> **Prompt**
Please return each entry in the listing exactly.

> **Provided data**
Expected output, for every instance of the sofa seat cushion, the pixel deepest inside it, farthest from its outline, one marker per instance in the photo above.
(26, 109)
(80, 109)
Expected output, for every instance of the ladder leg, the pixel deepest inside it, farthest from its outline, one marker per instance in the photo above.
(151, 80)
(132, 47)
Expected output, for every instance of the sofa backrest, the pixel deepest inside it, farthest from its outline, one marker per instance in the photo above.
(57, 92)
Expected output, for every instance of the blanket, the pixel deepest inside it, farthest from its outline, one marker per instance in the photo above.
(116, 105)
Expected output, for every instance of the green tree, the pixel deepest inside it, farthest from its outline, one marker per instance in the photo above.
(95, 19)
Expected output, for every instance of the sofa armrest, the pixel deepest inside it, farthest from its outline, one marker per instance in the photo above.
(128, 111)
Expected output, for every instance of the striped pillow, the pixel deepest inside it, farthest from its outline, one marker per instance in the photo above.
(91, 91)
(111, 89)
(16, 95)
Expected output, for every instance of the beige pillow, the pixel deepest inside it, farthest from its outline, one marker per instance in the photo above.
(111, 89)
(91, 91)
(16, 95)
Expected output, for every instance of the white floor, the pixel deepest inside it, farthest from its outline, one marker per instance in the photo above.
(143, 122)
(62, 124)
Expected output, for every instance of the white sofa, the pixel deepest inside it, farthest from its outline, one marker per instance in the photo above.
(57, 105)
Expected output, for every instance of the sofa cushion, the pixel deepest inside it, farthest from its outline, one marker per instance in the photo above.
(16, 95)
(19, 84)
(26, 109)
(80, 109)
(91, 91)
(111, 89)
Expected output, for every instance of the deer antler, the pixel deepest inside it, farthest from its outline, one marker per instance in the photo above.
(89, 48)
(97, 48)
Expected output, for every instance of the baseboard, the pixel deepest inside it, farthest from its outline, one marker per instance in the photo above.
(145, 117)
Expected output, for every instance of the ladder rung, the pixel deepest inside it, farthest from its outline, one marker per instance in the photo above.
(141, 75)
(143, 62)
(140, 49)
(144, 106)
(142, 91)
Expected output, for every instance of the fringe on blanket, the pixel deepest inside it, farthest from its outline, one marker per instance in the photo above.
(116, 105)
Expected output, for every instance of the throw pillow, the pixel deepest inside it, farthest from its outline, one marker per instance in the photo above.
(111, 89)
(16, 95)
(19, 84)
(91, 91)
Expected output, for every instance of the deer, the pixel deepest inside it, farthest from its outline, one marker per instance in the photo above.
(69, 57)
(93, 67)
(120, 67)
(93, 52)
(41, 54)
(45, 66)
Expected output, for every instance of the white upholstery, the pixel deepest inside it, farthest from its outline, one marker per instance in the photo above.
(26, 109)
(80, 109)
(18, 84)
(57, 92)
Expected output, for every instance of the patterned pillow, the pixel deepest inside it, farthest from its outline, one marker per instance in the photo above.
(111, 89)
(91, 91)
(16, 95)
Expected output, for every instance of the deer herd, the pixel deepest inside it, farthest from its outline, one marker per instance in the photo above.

> **Solution to this exercise**
Expected output, for every instance of the sofa seat cushion, the pixel deepest inside it, farthest from its outline, one marker per instance in the photo above.
(26, 109)
(80, 109)
Expected output, for every instance of the ladder leg, the pixel deepest inside it, farthest from its outline, one marker per instance in the photo above.
(151, 80)
(132, 47)
Expected output, for every instance of the sofa backrest, the pixel deepest inside it, farthest from its outline, one marker per instance in the photo above.
(57, 92)
Expected output, for every instance of the blanket, the pixel deepest inside it, farthest from its outline, one marker per instance in the photo above.
(116, 105)
Expected output, for every instance of the green tree, the pixel deepest inside it, farthest from its outline, one marker per instance in the photo above.
(95, 19)
Expected output, for every instance of the sofa armrest, the pixel deepest inside it, farthest from its outline, one marker per instance in the photo above.
(128, 111)
Expected output, for every instance of the striped pillow, the pixel deepest inside it, farthest from its outline, one marker per instance in the photo above.
(91, 91)
(111, 89)
(16, 95)
Expected output, for every instance of the beige pillow, the pixel deepest inside it, farthest from its outline, one marker per instance in the photo above.
(111, 89)
(91, 91)
(16, 95)
Expected output, for every instance of the white floor, the pixel deepest inside it, farthest from its outline, one marker per instance in the photo above.
(143, 122)
(62, 124)
Expected output, for every instance of the white sofa, the pixel deepest inside it, farthest from its outline, one marker per instance in the photo above.
(57, 105)
Expected output, for every instance of the sofa cushion, the pixel deepest inside it, farthest from its outline, one marker per instance in the photo above.
(16, 95)
(19, 84)
(26, 109)
(80, 109)
(91, 91)
(111, 89)
Expected output, for every instance of the deer antler, the pixel deepest inside it, farthest from its outline, one marker per instance in the photo above.
(89, 48)
(97, 48)
Expected output, for every instance of the baseboard, the pixel deepest inside it, farthest from its outline, one marker per instance in the photo above.
(145, 117)
Expected output, for every instance of the ladder rung, the pixel deepest inside it, farthest from its outline, one marker per instance in the photo above.
(141, 75)
(143, 62)
(140, 49)
(144, 106)
(142, 91)
Expected output, for every instance of the fringe on blanket, the pixel deepest inside it, farthest from its outline, one marker per instance in the photo above.
(116, 105)
Expected output, for every instance of the throw pillow, the pixel deepest inside it, farthest from its outline, one marker per instance in the photo above.
(111, 89)
(16, 95)
(19, 84)
(91, 91)
Expected output, for every instance of the deer, the pixel deepest inside it, farthest from its outline, one marker per instance in the photo above.
(69, 57)
(93, 67)
(120, 67)
(93, 52)
(41, 54)
(45, 66)
Expected output, for every instance of the white upholstery, the pixel deepest inside it, farthest from its outline, one marker per instance in the photo above.
(26, 109)
(80, 109)
(18, 84)
(57, 92)
Expected output, for every instance of the patterned pillow, the pixel deepest inside it, farthest from its outline, one marker per instance in the photo above.
(111, 89)
(91, 91)
(16, 95)
Expected output, for every instance of the deer herd, the pixel deepest inside it, farthest from its outline, one marker per instance in the photo above.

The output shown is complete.